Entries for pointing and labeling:
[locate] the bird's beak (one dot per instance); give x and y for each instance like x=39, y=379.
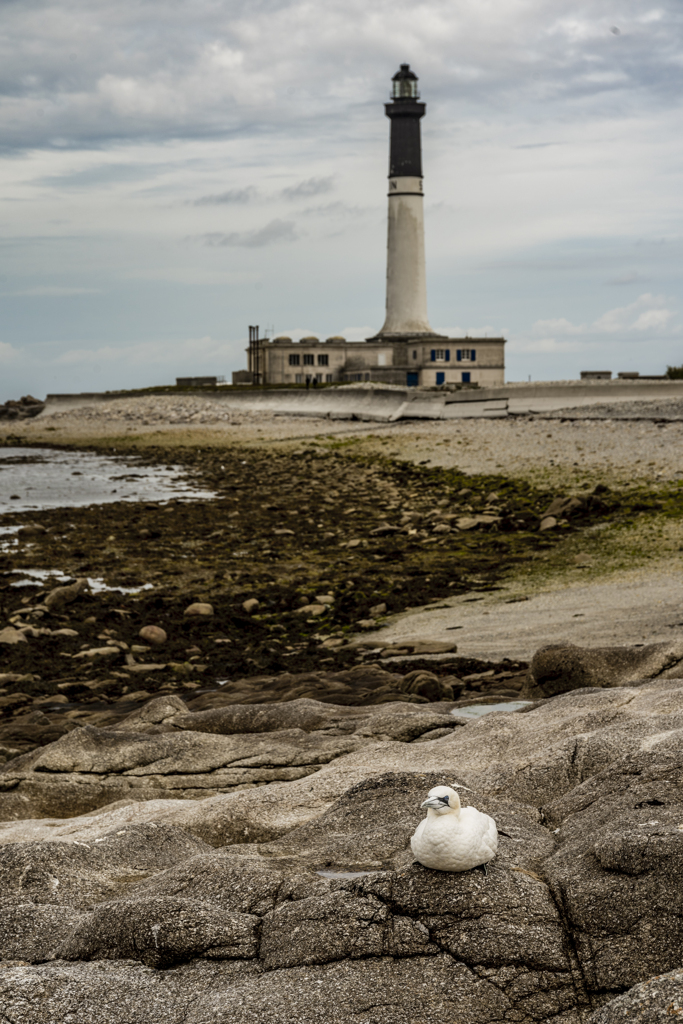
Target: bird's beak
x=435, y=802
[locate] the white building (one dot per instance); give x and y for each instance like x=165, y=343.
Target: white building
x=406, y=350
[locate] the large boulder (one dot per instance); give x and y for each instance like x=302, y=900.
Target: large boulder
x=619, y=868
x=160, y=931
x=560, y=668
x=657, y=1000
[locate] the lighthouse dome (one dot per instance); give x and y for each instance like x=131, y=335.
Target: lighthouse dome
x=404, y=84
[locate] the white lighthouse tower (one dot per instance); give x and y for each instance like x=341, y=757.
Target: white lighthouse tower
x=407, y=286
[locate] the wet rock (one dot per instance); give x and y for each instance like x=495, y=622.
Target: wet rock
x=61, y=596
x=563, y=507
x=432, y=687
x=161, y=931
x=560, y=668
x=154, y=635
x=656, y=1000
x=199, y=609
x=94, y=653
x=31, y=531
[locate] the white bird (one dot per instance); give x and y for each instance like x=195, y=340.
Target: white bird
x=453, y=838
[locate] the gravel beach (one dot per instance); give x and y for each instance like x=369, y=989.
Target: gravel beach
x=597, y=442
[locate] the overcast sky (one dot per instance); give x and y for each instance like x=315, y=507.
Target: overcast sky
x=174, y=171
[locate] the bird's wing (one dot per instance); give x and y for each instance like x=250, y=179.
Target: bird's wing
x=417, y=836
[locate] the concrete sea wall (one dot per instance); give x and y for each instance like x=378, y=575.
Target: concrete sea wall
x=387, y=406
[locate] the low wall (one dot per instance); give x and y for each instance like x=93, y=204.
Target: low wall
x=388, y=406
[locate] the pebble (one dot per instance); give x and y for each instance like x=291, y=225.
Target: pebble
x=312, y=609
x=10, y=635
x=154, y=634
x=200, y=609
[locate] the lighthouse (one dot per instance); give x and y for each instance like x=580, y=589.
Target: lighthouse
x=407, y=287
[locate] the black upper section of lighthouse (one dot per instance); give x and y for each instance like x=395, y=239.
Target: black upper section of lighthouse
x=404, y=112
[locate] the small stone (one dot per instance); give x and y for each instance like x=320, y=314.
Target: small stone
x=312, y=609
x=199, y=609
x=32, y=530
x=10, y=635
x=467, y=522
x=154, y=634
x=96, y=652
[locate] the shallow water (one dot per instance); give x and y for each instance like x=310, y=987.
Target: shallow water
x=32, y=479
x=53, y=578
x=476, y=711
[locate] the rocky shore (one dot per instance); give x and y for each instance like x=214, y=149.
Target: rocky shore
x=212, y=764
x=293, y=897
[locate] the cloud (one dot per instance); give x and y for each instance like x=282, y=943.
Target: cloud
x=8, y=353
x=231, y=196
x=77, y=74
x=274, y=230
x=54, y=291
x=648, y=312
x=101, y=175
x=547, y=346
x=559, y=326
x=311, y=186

* * *

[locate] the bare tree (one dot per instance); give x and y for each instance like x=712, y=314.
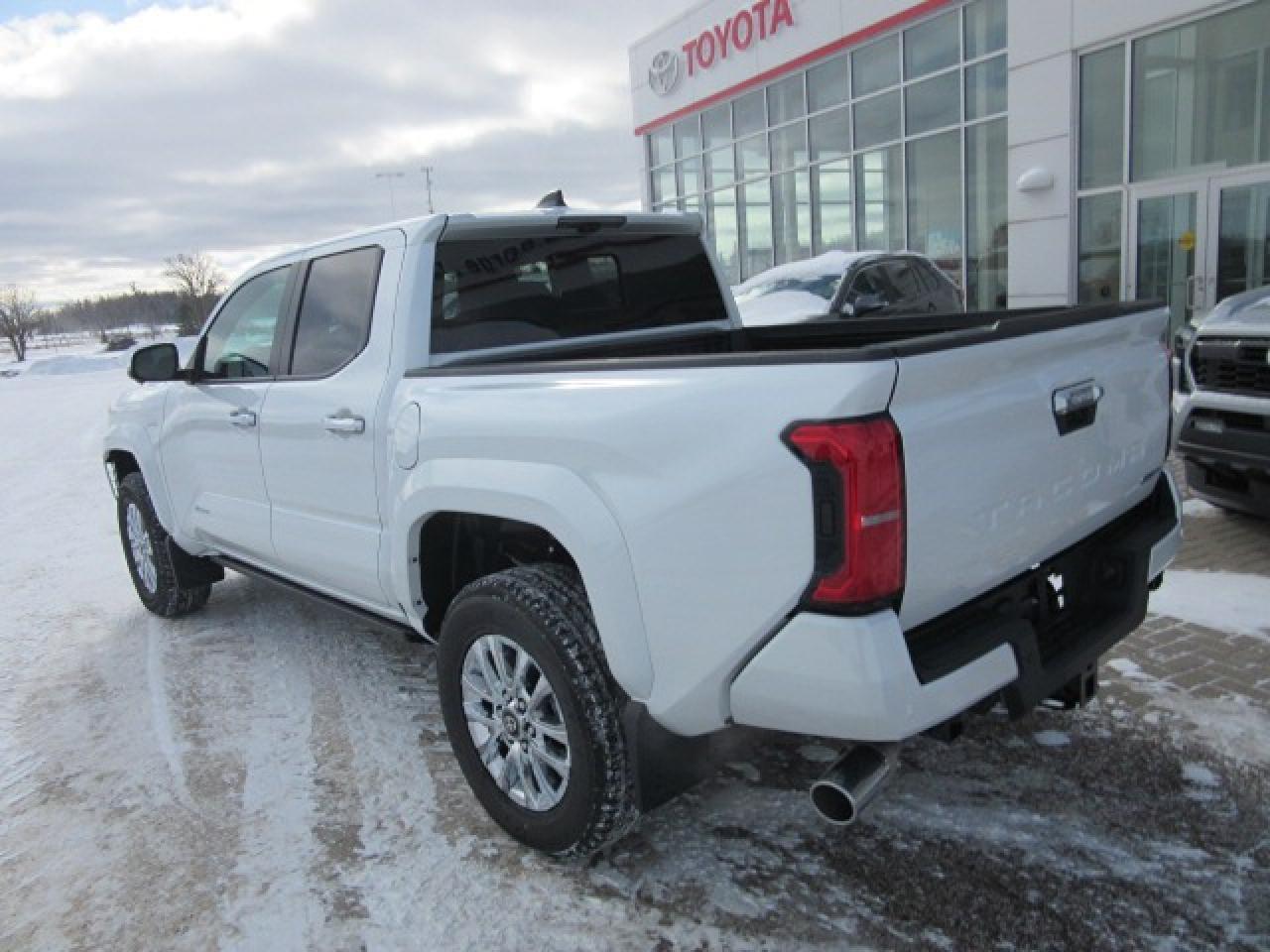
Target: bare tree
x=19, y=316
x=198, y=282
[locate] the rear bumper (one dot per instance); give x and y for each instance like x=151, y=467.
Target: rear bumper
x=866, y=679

→ **REQUIRED TASK**
Please rewrite the lines starting with the line that contains "[locate] the small" and going on through the line that contains "x=311, y=186", changing "rocky shore" to "stony shore" and keeping everything else the same. Give only those lines.

→ **COMPLETE RESPONSE**
[locate] the small stone (one dot per instance); give x and y for each instance like x=320, y=314.
Target: small stone
x=312, y=609
x=199, y=609
x=32, y=530
x=10, y=635
x=467, y=522
x=154, y=634
x=96, y=652
[locate] the shallow water (one dot per instance); give x and y for each instance like x=310, y=987.
Target: shallow water
x=32, y=479
x=53, y=578
x=476, y=711
[locate] the stony shore (one dot per instance); give x and y for each instance like x=214, y=149.
Target: stony shore
x=212, y=764
x=293, y=897
[locate] the cloud (one dot per instance); give x and y for each instance like x=282, y=943.
Target: cloud
x=8, y=353
x=231, y=196
x=77, y=74
x=274, y=230
x=54, y=291
x=648, y=312
x=101, y=175
x=547, y=346
x=559, y=326
x=311, y=186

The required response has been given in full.